- _作業依頼 1_
医療用ゴム手袋の抜粋文を読んで、次の問いに答えてください。
(a) マレーシアは世界のゴム手袋シェアのおよそ何%を占めていますか。
(b) 前回の記事はいつ配信されましたか。
(c) 「Big4」のうち何社で感染が報告されましたか。
- _作業依頼 2_
医療用ゴム手袋の抜粋文に名前が出てくるゴム手袋メーカーを、すべて挙げてください。
- _作業依頼 3_
医療用ゴム手袋の抜粋文の最後の文の後に続く文章を書いてください。

- _抜粋文_
---+---

日本の医療現場でも価格高騰などによる深刻な不足が問題になりつつある、医療用ゴム手袋。前回(日本も巻き込まれる「医療用ゴム手袋」調達危機、2020年12月15日配信)、世界のゴム手袋シェアの実に65%ほどを占めるマレーシアにおいて世界最大手のゴム手袋メーカー、トップ・グローブで発生した大規模クラスターについて報じた。しかし今、その感染拡大の深刻さが急速に増す事態となっている。
医療用ゴム手袋 業界大手4社のうち3社で感染拡大
わずかこの数日間で、ゴム手袋業界の「Big4」とも呼ばれる企業4社のうち、3社で感染が相次いで報告されているのだ。業界1位のトップ・グローブの大規模クラスターはすでに報じた通りだが、2位のハルタレガ・ホールディングス、そしてコッサン ・ラバー・インダストリーズでも、相次いで外国人労働者らの感染拡大が報告された。
世界に医療ゴム手袋を供給し続ける舞台となっているマレーシアで、業界のトップを占める企業において感染が次々に発覚したこととなり、緊迫感は一気に増してきている。

---+---

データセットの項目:
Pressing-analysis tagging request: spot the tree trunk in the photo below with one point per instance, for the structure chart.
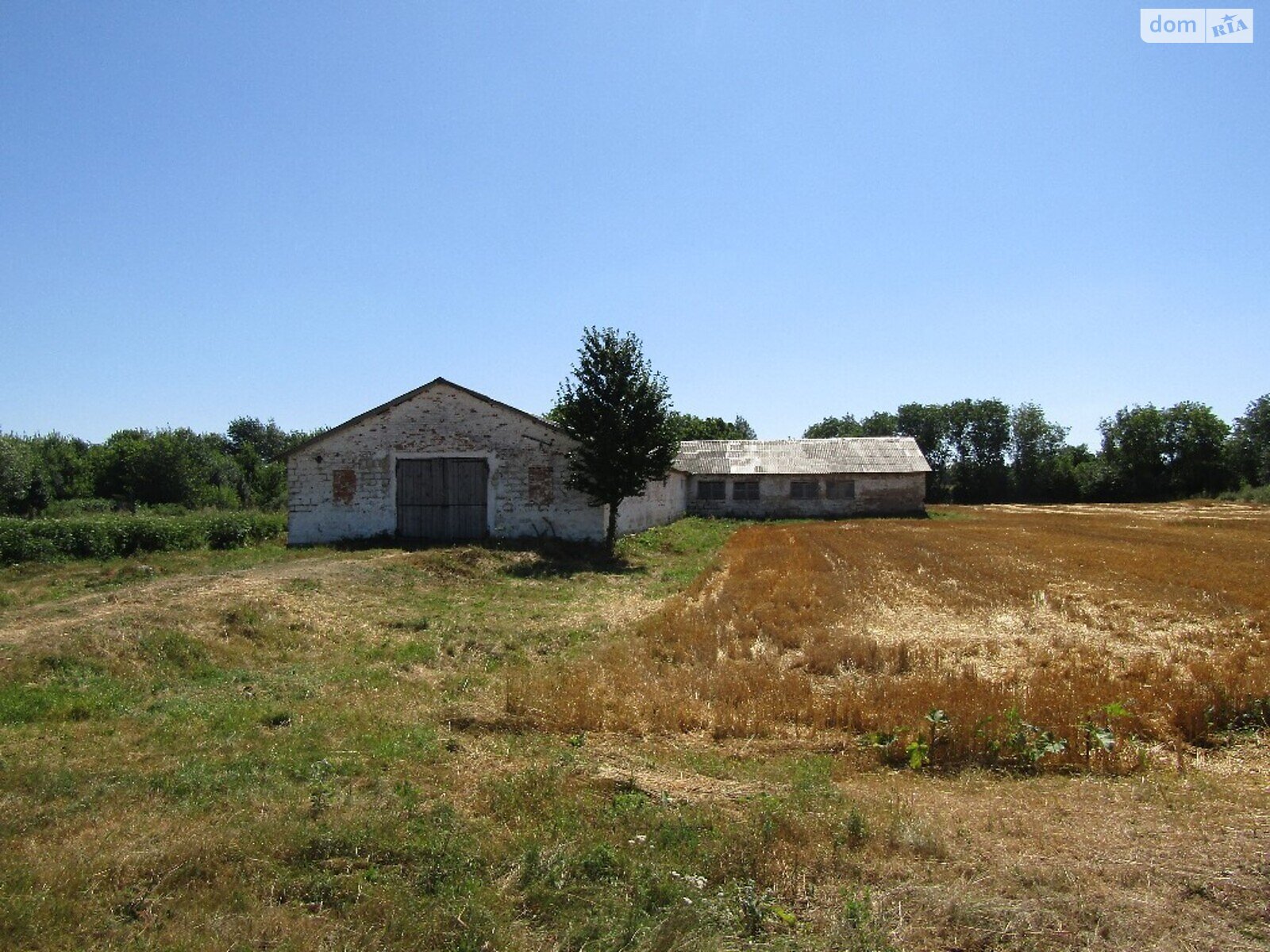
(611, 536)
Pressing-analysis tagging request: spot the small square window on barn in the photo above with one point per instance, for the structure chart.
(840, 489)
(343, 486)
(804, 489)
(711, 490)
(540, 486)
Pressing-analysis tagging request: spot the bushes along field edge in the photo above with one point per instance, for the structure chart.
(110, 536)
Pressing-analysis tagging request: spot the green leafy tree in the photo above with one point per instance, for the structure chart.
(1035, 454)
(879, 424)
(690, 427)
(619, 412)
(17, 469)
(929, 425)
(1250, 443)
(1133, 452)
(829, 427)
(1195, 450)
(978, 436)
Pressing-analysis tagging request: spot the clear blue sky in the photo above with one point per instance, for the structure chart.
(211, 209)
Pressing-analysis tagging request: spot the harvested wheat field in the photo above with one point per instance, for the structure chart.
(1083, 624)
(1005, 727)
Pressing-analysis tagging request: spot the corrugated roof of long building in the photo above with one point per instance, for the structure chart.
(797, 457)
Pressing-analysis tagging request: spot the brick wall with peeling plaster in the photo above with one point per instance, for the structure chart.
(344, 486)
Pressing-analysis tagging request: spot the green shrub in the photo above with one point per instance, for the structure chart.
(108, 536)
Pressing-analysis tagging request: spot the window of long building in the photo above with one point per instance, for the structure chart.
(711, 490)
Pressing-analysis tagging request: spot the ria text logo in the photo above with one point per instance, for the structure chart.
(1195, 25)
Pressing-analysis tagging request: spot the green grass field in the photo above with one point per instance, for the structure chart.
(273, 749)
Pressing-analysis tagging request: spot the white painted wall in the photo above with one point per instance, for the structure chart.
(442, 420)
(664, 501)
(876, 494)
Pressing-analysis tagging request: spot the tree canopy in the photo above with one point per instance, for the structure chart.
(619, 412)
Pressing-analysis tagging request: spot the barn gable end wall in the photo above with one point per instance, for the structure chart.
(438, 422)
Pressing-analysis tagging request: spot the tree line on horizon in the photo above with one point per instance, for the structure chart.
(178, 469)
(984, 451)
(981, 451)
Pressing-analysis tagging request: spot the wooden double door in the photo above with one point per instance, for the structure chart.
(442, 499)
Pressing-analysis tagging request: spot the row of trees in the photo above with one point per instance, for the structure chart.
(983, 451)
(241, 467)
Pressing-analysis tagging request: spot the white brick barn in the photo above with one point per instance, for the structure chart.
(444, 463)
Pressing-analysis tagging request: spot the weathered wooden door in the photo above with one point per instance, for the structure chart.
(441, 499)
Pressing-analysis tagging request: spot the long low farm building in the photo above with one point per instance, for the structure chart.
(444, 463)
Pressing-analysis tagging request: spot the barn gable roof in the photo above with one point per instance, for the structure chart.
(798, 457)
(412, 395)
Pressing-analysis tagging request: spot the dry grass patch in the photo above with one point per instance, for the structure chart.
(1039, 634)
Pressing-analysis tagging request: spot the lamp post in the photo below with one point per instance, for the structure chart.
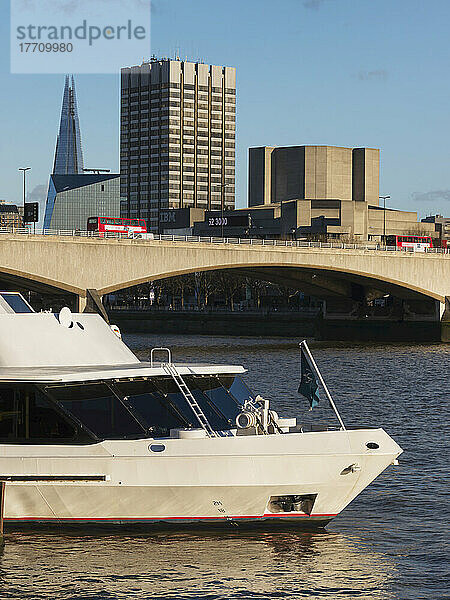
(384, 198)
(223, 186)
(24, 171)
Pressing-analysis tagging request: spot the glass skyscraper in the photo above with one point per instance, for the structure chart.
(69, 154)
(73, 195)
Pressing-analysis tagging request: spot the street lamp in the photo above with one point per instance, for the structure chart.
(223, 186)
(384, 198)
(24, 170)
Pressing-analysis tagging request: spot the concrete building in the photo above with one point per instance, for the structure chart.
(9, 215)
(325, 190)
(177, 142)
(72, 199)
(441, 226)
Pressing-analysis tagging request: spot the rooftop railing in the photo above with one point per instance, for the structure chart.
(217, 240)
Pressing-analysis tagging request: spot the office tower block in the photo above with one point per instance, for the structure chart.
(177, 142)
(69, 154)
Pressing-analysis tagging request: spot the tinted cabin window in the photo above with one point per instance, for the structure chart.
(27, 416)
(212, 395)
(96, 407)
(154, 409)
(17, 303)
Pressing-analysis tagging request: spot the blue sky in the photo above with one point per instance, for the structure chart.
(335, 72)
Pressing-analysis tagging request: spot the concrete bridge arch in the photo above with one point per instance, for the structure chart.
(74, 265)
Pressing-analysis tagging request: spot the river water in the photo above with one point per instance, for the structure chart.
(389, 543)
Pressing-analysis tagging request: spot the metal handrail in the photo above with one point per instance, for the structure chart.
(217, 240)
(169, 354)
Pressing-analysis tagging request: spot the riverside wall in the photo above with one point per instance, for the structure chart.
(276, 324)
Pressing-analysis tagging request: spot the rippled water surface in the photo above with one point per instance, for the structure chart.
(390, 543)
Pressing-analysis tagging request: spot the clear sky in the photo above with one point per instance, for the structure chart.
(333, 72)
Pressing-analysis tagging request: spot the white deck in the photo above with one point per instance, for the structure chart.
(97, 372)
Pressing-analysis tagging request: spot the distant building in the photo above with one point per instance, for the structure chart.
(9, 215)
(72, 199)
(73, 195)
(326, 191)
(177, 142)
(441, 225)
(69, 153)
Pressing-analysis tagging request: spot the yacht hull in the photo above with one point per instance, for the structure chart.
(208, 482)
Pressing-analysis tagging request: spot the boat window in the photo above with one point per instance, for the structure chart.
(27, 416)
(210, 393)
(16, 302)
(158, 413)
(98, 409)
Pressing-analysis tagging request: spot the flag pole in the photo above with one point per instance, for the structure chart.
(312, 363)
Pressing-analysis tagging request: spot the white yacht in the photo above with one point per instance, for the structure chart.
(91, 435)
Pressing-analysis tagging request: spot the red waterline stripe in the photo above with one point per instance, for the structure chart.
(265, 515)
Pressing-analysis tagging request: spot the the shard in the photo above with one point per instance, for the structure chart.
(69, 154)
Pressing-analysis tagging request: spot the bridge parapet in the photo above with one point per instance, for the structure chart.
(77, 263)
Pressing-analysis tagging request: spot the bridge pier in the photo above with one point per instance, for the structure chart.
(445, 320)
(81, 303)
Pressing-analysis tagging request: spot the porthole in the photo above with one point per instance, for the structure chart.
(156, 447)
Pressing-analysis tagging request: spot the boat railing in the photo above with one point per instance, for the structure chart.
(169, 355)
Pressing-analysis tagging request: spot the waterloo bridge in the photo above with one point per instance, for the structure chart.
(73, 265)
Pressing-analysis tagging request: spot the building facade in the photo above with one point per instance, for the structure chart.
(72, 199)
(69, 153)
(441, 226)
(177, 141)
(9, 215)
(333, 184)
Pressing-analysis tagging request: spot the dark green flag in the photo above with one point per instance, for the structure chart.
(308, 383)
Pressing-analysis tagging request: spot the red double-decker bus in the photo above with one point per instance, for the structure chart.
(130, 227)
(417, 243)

---+---

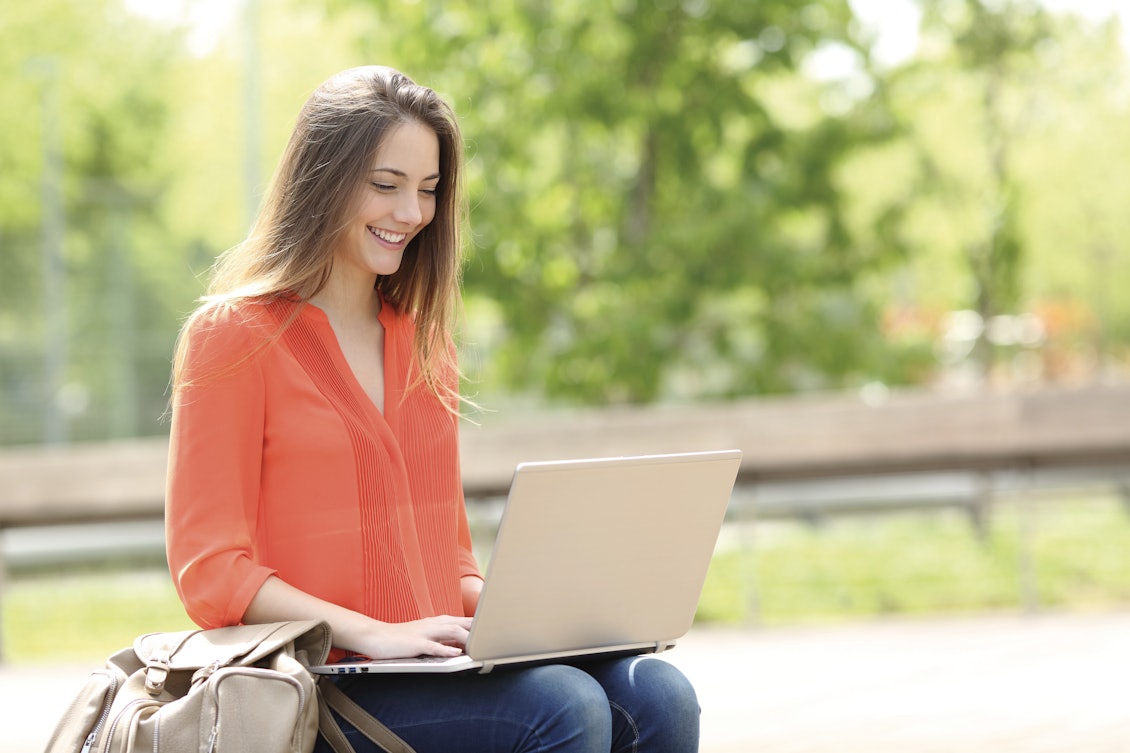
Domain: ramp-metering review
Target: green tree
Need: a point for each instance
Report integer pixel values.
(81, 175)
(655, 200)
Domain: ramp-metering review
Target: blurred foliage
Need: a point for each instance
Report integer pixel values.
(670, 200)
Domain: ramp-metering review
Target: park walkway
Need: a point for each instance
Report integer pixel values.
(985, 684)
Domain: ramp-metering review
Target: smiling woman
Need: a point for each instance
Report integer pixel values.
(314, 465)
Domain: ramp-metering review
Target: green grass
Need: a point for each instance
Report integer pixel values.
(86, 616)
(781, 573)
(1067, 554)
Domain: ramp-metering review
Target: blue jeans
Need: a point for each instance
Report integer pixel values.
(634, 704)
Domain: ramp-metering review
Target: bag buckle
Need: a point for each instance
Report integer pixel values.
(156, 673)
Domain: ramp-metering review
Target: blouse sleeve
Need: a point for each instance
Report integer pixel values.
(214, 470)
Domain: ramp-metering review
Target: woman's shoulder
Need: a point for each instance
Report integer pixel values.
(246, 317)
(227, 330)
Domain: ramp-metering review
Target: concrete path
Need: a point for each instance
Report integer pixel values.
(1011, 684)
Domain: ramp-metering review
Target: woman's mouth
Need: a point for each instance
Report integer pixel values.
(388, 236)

---+---

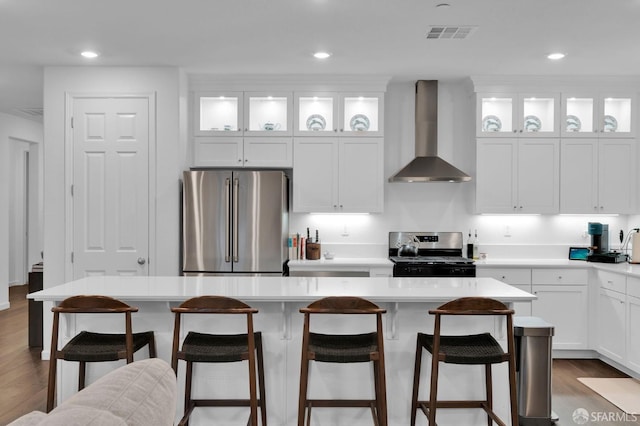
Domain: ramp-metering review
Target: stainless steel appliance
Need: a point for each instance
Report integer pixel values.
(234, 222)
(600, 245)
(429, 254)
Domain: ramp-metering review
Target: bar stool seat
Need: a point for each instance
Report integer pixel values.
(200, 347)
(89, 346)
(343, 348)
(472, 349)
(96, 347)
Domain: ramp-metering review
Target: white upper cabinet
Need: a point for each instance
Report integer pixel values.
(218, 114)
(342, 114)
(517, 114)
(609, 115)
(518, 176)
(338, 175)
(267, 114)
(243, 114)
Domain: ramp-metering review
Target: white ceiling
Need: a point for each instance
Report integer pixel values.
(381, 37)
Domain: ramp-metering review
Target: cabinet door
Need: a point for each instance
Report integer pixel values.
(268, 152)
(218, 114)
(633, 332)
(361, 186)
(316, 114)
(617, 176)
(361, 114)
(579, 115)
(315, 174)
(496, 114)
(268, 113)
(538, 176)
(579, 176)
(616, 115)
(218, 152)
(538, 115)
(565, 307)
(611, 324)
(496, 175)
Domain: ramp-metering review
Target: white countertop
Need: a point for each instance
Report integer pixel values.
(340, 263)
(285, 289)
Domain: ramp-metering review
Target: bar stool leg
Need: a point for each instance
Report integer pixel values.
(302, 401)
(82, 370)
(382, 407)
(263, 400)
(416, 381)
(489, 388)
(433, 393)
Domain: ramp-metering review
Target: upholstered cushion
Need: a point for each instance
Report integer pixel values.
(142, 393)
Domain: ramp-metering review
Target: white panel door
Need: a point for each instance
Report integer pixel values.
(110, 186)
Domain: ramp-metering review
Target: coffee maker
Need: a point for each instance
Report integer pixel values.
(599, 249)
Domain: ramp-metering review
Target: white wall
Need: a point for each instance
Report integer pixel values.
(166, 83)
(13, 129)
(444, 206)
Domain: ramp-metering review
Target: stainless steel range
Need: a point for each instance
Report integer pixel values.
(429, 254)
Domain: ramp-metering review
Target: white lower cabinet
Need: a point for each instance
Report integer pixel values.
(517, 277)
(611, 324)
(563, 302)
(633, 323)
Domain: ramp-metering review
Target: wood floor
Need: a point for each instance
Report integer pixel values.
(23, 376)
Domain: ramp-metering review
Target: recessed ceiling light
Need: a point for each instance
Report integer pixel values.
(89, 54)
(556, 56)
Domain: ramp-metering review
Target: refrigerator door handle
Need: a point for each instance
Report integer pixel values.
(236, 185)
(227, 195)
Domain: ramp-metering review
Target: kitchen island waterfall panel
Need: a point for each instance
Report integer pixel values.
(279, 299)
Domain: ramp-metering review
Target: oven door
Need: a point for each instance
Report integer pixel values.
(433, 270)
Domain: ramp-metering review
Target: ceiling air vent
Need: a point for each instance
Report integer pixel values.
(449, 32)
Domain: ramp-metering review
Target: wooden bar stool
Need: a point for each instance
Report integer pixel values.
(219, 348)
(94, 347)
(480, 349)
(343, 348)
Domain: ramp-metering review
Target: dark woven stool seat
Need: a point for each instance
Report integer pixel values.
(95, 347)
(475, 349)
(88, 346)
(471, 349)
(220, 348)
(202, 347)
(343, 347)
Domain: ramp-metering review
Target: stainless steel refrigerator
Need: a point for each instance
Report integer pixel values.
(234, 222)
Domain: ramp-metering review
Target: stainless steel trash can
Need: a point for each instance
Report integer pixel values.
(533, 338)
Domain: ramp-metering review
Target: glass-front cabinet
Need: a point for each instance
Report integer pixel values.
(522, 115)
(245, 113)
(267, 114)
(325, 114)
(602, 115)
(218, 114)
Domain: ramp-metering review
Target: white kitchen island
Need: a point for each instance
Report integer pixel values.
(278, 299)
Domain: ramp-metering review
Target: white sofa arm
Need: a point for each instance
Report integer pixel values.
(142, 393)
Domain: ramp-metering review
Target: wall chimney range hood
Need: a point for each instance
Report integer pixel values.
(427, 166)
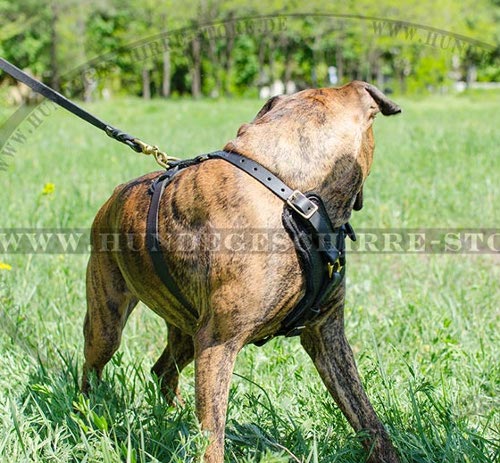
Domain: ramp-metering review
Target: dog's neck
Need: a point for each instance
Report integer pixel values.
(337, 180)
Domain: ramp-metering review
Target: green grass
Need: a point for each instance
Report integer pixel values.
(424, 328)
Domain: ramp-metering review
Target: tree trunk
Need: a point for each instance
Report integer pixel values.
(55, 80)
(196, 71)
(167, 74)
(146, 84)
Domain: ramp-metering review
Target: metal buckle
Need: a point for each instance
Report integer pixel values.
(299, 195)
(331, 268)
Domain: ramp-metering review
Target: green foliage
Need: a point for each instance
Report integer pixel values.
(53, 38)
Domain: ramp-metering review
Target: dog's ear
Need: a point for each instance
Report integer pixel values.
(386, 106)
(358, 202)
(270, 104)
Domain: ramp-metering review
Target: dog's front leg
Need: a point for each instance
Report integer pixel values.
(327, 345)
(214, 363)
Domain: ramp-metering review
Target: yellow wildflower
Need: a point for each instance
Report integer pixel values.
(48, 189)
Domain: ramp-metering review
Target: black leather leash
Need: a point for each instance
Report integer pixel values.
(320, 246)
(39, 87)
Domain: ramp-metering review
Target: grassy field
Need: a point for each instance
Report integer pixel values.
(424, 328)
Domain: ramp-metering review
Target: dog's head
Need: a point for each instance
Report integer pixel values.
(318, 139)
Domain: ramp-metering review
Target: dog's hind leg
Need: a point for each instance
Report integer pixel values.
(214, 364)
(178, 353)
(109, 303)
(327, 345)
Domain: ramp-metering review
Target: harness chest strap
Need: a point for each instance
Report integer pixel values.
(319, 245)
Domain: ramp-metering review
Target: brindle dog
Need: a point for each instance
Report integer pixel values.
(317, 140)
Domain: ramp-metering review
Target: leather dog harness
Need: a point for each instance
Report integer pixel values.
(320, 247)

---+---

- _回答 1_
(a) 65%ほど
(b) 2020年12月15日
(c) 3社

- _回答 2_
トップ・グローブ
ハルタレガ・ホールディングス
コッサン ・ラバー・インダストリーズ

- _回答 3_
業界2位のハルタレガ・ホールディングスは、社内で働くすべての外国人労働者に対する検査が完了したと発表。8772人のうち、35人の労働者の陽性が確認されたとした。これにより、生産ラインの一部が一時的に停止された。感染者の人数は外国人労働者のうちの0.4%と、一見その影響はそれほど大きくないように見えるものの、危機感が抱かれているのには、実は理由がある。
マレーシアではこの数カ月で、外国人労働者が暮らす寮などにおける外国人の感染が次々に報告されてきた。このような事態を受けて、マレーシア人的資源省労働局は最近になって寮や工場への査察を強化。マレーシア大手紙スターによると、これらの査察により、特に製造業や建設業の寮の多くで「衛生レベルが基準を満たしていない」と指摘されたのだが、その際にマレーシア人的資源省労働局は、十分な空間で衛生面も保たれた良好な住環境を提供している「模範企業」として大手企業3社の名を挙げた。